◆ TASK REQUIREMENTS ◆
a – In the forum post about re-ripping CDs, copy the part that opens with the words containing "My question is, I" and closes with "CDs than that?".
b – In the forum post about re-ripping CDs, what format did the poster use when ripping to the iTunes library?

◆ PASSAGE GIVEN ◆
╭──

I've been ripping to my iTunes library for a while now in ALAC format, and two days ago my laptop hard drive had a physical meltdown that lost all of my data (which I foolishly didn't back up).

 

I saw that as a sign that now would be a good time to go ahead and re-rip my CDs into FLAC format so that I can rockbox my iPod 5.5gen and never have to deal with iTunes again. I have used EAC a few times in the past on my PC due to finicky CDs that wouldn't stay in my Macbook drive, but I'm not sure if I had setting optimized or anything like that. 

 

My question is, I found this tutorial (http://filesharefreak.com/tutorials/properly-ripping-to-flac-with-eac-099) online for how to rip to FLAC using EAC. Is that link out-dated or is it actually a good way of doing it? Do you guys have any better suggestions for how to rip my CDs than that?

 

Thank you!

post #2 of 18
Quote:
Originally Posted by Eleven13 View Post
 

Hey everyone,

 

I've been ripping to my iTunes library for a while now in ALAC format, and two days ago my laptop hard drive had a physical meltdown that lost all of my data (which I foolishly didn't back up).

 

I saw that as a sign that now would be a good time to go ahead and re-rip my CDs into FLAC format so that I can rockbox my iPod 5.5gen and never have to deal with iTunes again. I have used EAC a few times in the past on my PC due to finicky CDs that wouldn't stay in my Macbook drive, but I'm not sure if I had setting optimized or anything like that.

╰──

◆ GIVEN MATERIAL ◆
╭──

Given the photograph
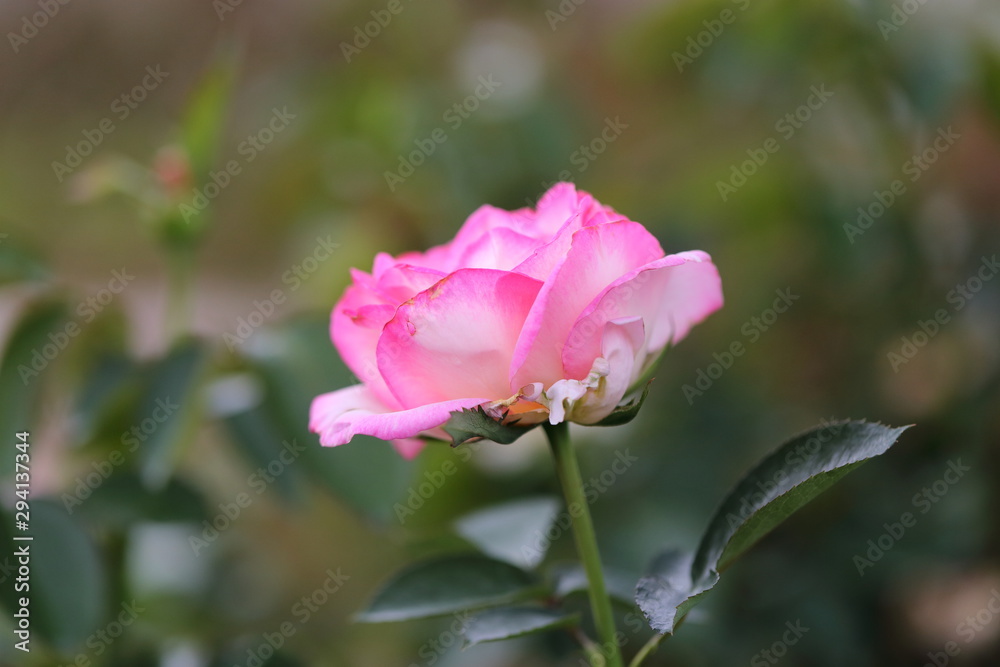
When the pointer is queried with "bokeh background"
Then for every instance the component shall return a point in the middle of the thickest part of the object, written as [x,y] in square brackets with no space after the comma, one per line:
[219,310]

╰──

◆ RESPONSES TO THE EXERCISE ◆
a –
My question is, I found this tutorial (http://filesharefreak.com/tutorials/properly-ripping-to-flac-with-eac-099) online for how to rip to FLAC using EAC. Is that link out-dated or is it actually a good way of doing it? Do you guys have any better suggestions for how to rip my CDs than that?

b – ALAC